The response must restate the data exactly, with nothing left out.

*** Block opens ***

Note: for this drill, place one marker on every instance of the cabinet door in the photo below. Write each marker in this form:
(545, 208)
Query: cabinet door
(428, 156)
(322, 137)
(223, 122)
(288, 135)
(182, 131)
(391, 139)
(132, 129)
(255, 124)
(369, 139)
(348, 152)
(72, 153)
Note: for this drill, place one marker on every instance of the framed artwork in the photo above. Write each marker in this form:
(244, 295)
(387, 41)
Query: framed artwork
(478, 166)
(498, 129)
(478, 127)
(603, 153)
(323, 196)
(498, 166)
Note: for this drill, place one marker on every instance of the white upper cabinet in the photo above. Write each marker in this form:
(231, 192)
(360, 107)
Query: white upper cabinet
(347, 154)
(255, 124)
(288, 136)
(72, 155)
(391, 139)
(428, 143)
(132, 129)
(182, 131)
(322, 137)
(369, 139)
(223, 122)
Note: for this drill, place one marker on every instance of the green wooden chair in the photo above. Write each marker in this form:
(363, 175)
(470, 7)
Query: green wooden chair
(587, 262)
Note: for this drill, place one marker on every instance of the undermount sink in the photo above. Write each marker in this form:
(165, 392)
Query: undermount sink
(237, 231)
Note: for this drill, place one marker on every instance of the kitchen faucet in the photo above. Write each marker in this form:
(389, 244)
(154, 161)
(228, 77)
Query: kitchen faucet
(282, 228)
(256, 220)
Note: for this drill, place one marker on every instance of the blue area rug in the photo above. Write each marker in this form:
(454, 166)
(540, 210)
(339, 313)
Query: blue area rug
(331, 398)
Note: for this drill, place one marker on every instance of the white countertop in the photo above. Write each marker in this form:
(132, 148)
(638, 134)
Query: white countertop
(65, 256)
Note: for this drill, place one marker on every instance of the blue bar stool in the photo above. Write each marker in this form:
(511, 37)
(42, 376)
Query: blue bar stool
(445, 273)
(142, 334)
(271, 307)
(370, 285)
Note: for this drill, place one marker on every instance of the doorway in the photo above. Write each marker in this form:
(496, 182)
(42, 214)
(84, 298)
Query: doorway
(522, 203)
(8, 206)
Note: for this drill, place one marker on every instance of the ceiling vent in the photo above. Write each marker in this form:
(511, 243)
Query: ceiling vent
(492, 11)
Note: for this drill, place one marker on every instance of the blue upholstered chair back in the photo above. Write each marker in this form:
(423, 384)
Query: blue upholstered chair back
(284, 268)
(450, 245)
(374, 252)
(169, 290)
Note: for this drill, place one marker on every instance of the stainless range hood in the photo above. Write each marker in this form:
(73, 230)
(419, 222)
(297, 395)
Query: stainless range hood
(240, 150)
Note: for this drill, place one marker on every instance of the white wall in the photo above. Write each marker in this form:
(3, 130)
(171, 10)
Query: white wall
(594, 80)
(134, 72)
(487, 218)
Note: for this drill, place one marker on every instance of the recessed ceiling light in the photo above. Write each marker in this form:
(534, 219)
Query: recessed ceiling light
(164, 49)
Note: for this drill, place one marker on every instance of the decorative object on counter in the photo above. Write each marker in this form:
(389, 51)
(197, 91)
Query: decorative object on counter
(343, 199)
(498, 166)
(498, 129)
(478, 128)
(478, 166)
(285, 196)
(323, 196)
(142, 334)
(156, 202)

*** Block closes ***

### [Task result]
Note: for this drill, place one marker on every instance of the cabinet door in the photo below. Write each marker in this form:
(545, 208)
Query: cabinet door
(428, 156)
(322, 137)
(223, 122)
(288, 135)
(182, 131)
(391, 139)
(132, 129)
(255, 124)
(369, 139)
(348, 152)
(72, 153)
Note: for this drill, place one marker on every instance of the framed artwork in the photo above. Write each marker in this form:
(244, 295)
(387, 41)
Query: framed artwork
(478, 166)
(498, 129)
(478, 127)
(603, 153)
(323, 196)
(498, 166)
Note: for this drill, place one marker on every instance of the white upper cabinet in the photo above. Write each marker in this form:
(231, 192)
(360, 107)
Query: white upper cabinet
(347, 154)
(255, 124)
(288, 136)
(72, 155)
(391, 139)
(428, 143)
(132, 129)
(182, 131)
(322, 137)
(369, 139)
(223, 122)
Note: for this drill, place one marker on every instance of the green wooden chair in the photo above. Write each marker in this form:
(363, 175)
(470, 7)
Query: green wooden chair
(587, 262)
Note: for this drill, place one marker on every instance of the undermount sink in the photo above. Write each marker in this form:
(165, 392)
Query: undermount sink
(237, 231)
Note: for this drill, place one marker on every instance of the kitchen faucet in the photo above. Write each marker in this form:
(389, 244)
(154, 161)
(228, 77)
Query: kitchen faucet
(282, 228)
(256, 220)
Note: for this drill, place one marker on every instance of the blue area rug in the photo above. Write each marker in this form:
(454, 166)
(540, 210)
(339, 313)
Query: blue area rug
(331, 398)
Note: for this drill, place one marker on every instance of the white countertop in the photo above. Write each marker in this form:
(132, 148)
(638, 134)
Query: white countertop
(65, 256)
Note: for this drill, place one marker on every instance of the blue bar stool in the photo above. Write each marker in this form:
(511, 37)
(42, 376)
Query: blue bar stool
(445, 273)
(142, 334)
(271, 307)
(370, 285)
Note: for this drill, place one marker on every instance of the doorway in the photo above. Write each marker in this form:
(496, 182)
(42, 214)
(84, 298)
Query: doorway
(522, 203)
(8, 206)
Note: for this drill, place one marker on every instance of the ceiling vent in the photo above. Write each marker in this form:
(511, 243)
Query: ceiling vent
(492, 11)
Note: for this drill, place one marker on every instance of the blue upholstered chair back in the photo above. Write each marker in this form:
(423, 384)
Query: blue upholstered chair back
(284, 268)
(450, 245)
(374, 252)
(169, 290)
Note: for this drill, place one marker on every instance of the stainless range hood in the photo above. Write each marker in this form:
(73, 230)
(419, 222)
(297, 395)
Query: stainless range hood
(240, 150)
Note: for this drill, place one marker on every instance of the white wall in the photo above. Write each marker in this form:
(3, 130)
(171, 10)
Query: white wall
(594, 80)
(134, 72)
(487, 218)
Note: for this drill, place one marker on every instance of the recessed ceiling light in the photo above. Write each marker in this form:
(534, 219)
Query: recessed ceiling light
(164, 49)
Note: for this drill, place one marker on every instance of the decorative object on counter in the photo above. Write each marker in this form:
(389, 51)
(197, 91)
Query: decorative object on counter
(343, 199)
(498, 166)
(498, 129)
(478, 128)
(478, 166)
(285, 196)
(323, 196)
(142, 334)
(156, 202)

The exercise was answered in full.